━━━ Records for the exercise
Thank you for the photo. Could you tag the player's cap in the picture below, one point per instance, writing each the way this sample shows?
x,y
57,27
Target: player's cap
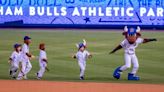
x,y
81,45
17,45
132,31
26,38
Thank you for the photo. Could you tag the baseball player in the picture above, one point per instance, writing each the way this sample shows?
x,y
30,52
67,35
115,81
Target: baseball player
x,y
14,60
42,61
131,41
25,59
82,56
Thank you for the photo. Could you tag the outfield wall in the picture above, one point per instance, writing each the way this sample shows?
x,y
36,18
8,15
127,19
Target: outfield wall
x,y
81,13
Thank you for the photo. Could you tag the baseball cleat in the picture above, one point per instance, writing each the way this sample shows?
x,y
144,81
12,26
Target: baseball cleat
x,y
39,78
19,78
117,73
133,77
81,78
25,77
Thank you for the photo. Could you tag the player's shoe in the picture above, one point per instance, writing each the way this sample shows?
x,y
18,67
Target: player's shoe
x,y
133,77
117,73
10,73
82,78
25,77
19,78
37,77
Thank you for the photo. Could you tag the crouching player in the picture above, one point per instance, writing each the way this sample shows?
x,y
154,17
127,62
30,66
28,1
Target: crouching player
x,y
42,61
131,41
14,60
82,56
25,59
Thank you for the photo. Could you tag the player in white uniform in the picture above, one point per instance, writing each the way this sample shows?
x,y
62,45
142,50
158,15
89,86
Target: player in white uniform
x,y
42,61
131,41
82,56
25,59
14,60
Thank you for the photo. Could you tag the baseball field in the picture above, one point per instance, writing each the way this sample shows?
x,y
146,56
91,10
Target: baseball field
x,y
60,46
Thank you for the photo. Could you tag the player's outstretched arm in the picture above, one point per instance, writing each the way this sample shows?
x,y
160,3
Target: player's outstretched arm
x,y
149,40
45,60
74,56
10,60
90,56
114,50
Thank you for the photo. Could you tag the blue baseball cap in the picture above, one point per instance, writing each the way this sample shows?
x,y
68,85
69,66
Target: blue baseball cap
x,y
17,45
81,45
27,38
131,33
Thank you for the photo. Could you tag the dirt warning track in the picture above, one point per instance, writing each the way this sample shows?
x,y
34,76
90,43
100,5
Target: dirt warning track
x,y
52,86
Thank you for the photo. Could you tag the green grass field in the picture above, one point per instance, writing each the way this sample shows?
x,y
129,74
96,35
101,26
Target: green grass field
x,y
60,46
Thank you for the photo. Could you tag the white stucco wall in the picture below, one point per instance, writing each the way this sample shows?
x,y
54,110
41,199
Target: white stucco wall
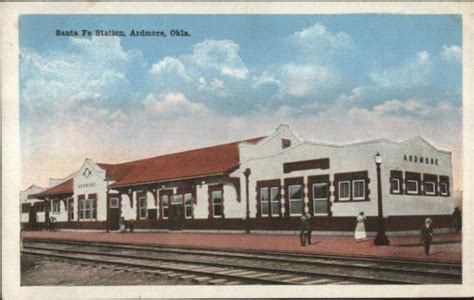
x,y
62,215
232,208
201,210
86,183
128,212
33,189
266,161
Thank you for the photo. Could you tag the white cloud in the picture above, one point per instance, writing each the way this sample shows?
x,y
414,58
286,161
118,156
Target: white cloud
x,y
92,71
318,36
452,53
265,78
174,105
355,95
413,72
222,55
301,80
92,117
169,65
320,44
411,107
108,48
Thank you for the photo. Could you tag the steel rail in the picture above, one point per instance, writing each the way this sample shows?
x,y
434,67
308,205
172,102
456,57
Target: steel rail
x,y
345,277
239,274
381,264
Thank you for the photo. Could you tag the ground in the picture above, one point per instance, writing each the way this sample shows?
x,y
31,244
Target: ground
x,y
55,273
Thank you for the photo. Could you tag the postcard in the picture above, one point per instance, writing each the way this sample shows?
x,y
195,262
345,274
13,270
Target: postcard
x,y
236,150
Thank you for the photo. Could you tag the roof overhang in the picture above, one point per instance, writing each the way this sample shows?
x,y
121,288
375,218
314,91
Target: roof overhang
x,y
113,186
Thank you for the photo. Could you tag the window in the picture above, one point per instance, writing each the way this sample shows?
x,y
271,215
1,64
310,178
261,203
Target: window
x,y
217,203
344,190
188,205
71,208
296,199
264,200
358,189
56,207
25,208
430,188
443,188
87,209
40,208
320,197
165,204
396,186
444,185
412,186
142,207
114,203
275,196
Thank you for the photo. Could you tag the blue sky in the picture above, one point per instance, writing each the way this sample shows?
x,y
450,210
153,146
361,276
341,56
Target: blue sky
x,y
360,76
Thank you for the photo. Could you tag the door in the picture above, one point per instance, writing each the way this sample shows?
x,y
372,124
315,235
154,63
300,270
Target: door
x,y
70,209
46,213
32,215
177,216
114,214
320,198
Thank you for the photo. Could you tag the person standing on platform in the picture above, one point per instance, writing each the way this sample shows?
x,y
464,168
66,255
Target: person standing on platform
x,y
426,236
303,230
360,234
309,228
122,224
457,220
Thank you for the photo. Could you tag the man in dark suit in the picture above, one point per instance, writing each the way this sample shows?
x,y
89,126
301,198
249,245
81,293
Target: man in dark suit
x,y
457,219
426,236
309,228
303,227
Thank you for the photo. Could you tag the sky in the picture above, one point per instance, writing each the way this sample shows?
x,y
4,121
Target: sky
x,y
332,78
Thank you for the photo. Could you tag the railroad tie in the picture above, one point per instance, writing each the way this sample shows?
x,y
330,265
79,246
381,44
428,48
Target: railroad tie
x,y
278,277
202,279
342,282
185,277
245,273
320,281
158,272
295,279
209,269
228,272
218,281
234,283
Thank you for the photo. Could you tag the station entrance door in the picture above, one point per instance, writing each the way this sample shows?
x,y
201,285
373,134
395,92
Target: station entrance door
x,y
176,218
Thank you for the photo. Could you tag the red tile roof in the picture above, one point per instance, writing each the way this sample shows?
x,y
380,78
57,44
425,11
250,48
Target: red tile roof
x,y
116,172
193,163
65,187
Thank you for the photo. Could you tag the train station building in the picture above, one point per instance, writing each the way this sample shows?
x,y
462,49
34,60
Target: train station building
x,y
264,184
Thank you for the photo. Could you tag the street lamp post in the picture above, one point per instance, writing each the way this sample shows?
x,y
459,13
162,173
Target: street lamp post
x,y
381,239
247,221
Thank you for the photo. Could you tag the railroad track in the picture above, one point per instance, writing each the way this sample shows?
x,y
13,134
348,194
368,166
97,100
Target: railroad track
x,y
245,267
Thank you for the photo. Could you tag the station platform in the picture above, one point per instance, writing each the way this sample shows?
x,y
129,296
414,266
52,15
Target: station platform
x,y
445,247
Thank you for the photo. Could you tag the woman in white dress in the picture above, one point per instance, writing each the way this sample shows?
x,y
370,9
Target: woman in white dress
━━━━━━
> [Brief]
Repeat the material above word for word and skip every image in it.

> [Final result]
Thank you for the photo. Could you tag the player's cap in the picture below, one point per instance, writing each the way this sample shows?
x,y
57,27
Target: player's cap
x,y
81,45
17,45
132,31
26,38
Thank you for the photo. Could you tag the baseball player in the picture above, one point per instance, writing each the way this sample shows?
x,y
30,52
67,35
115,81
Target: baseball player
x,y
14,60
42,61
131,41
25,59
82,56
Thank you for the photo. Could you tag the outfield wall in the picture above, one point per instance, writing each the way this sample shows?
x,y
36,18
8,15
127,19
Target: outfield wall
x,y
81,13
Thank you for the photo. Could you tag the baseball cleat in the picture above, one point per instance, writing each the way this sample shows?
x,y
144,81
12,26
Target: baseball cleat
x,y
39,78
19,78
117,73
133,77
81,78
25,77
Thank you for the photo. Could you tag the player's shoe in the picture above, one point per instance, writing each the way this sample shows?
x,y
18,67
Target: player's shoe
x,y
133,77
117,73
10,73
82,78
25,77
19,78
37,77
Thank you for the photo. Could you tag the crouching player in the picture above, one point per instance, writing each the way this sample shows?
x,y
154,17
127,62
30,66
28,1
Target: crouching player
x,y
42,61
131,41
14,60
82,56
25,59
Thank you for the photo. Could you tag the player in white uniform in the picture above, one point per instance, writing each the way this sample shows?
x,y
62,45
142,50
158,15
89,86
Target: player in white uniform
x,y
42,61
131,41
82,56
25,59
14,60
Thank you for the photo. Could you tag the baseball field in the picture above, one point per instance, writing each the way this sample shows?
x,y
146,56
91,10
Target: baseball field
x,y
60,46
Thank you for the photo. Could you tag the player's outstretched arm in the picture above, one point per instance, writing each the way this sample shows?
x,y
160,3
Target: player's outstretched arm
x,y
149,40
45,60
74,56
10,60
90,56
114,50
Thank you for the photo. Could you tag the blue baseball cap in the picture above, one point per instance, writing each the way this sample shows?
x,y
68,85
69,66
Target: blue baseball cap
x,y
17,45
81,45
27,38
131,33
Thank you for the photo. Could you tag the dirt warning track in the picture above, one point per instance, writing each the way this sample shows?
x,y
34,76
90,43
100,5
Target: dirt warning track
x,y
52,86
Thank you for the photo. Could you tag the green grass field in the picture above, one point per instance, writing each the way this sample shows?
x,y
129,74
96,35
101,26
Target: green grass field
x,y
60,46
Thank you for the photo. Could you tag the white stucco wall in the picture below, one point per instance, writing each the way this sample shows?
x,y
54,110
41,199
Target: white stucco wall
x,y
62,215
232,208
201,210
86,183
128,212
33,189
266,161
Thank you for the photo. Could you tag the white cloud in the picture above, one point per instance, writing each the way this sample shows?
x,y
414,58
286,161
118,156
Target: white cloud
x,y
92,71
318,36
452,53
265,78
174,105
355,95
413,72
222,55
301,80
92,117
169,65
320,44
411,107
108,48
Thank you for the photo. Could you tag the steel rail in the picture above, one point per instance, writing each the way this sample shows?
x,y
434,67
308,205
172,102
456,57
Target: steel rail
x,y
345,277
239,274
381,264
Thank you for the photo. Could you tag the ground in the picture above, one point per instance, writing each the way this sample shows?
x,y
31,244
Target: ground
x,y
55,273
Thank you for the photo. Could you tag the postcard in the picture above, one point per instance, writing each the way this sample shows?
x,y
195,262
345,274
13,270
Target: postcard
x,y
236,150
Thank you for the photo. Could you tag the roof overhang in the picture above, one point per instance, writing each the way this sample shows?
x,y
121,288
375,218
314,91
Target: roof overhang
x,y
113,186
Thank you for the photo. Could you tag the window in the picture above, one point per instance, writing each the way this sample shows?
x,y
271,215
1,64
310,178
261,203
Target: window
x,y
217,203
344,190
188,205
71,208
296,199
264,200
358,189
56,207
25,208
430,188
443,188
87,209
40,208
320,197
165,204
396,186
444,185
412,186
142,207
114,203
275,196
Thank you for the photo. Could you tag the blue sky in the picture above, one point per instance, writing each the way this sample shows?
x,y
450,210
153,146
361,276
341,56
Target: blue sky
x,y
360,76
Thank you for the photo. Could you tag the door in the picture above, one point per instance, writing each the way this sample shows?
x,y
372,124
315,235
154,63
300,270
Target: door
x,y
70,209
46,213
32,215
177,216
114,214
320,198
Thank you for the photo. Could you tag the person standing on platform in the picture above, one point per instance, writing each the way this sample shows?
x,y
464,168
66,255
Target: person standing on platform
x,y
426,236
303,230
360,234
309,228
122,224
457,220
Thank you for the photo. Could you tag the man in dark suit in the picture above, one point per instance, writing each the way this sample shows?
x,y
89,126
301,198
249,245
81,293
Target: man in dark suit
x,y
457,219
426,236
309,228
303,227
Thank you for the photo. Could you tag the sky in the picture above, one point per instance, writing each the way this sample shows?
x,y
4,121
Target: sky
x,y
332,78
Thank you for the photo. Could you tag the railroad tie in the picture above, one point per instance, writing each the way this sample shows?
x,y
330,265
79,246
381,44
428,48
Target: railroad tie
x,y
278,277
202,279
342,282
185,277
245,273
320,281
158,272
295,279
209,269
228,272
218,281
234,283
Thank you for the photo. Could you tag the station entrance door in the picture above, one point per instance, writing each the way this sample shows?
x,y
201,285
373,134
395,92
Target: station entrance door
x,y
176,218
Thank you for the photo. Could you tag the red tile roof in the picture above, one point per instance, writing each the way this sample shows?
x,y
380,78
57,44
425,11
250,48
Target: red tile roof
x,y
116,172
193,163
65,187
Thank you for the photo. Could you tag the train station building in the picture above, one point per instance, writing each the way this sample shows?
x,y
462,49
34,60
Target: train station building
x,y
264,184
Thank you for the photo. Could you tag the street lamp post in the picture above, one point per instance, writing each the way this sample shows?
x,y
459,13
162,173
Target: street lamp post
x,y
381,239
247,221
Thank you for the photo. Could you tag the railroad track in the picture above, one point per instance, writing each the way this sample shows?
x,y
13,134
348,194
368,166
97,100
Target: railroad track
x,y
245,267
Thank you for the photo. Could you tag the station platform in the picture above, one point per instance, writing each the way this sample shows?
x,y
129,296
414,266
52,15
Target: station platform
x,y
445,247
Thank you for the photo. Could you tag the woman in white dress in the picture above, one point per instance, writing each the way this sample shows?
x,y
370,9
Target: woman in white dress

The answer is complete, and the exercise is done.